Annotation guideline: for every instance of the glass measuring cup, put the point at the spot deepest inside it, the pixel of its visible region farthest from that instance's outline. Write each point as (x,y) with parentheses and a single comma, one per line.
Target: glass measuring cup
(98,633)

* * *

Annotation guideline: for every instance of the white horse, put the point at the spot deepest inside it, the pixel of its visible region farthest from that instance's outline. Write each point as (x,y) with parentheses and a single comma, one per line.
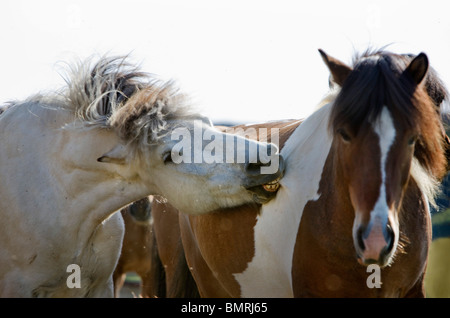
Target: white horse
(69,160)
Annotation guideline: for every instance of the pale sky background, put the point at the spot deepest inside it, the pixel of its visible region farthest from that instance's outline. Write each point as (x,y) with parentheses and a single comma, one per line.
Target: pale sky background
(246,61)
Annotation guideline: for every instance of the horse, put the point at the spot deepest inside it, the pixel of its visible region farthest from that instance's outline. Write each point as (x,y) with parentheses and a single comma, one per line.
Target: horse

• _PROBLEM TO WORK ON_:
Tally the lines of the records above that contain the string "measuring", treating uppercase and lowercase as distinct. Give only the number.

• _EXERCISE RESPONSE_:
2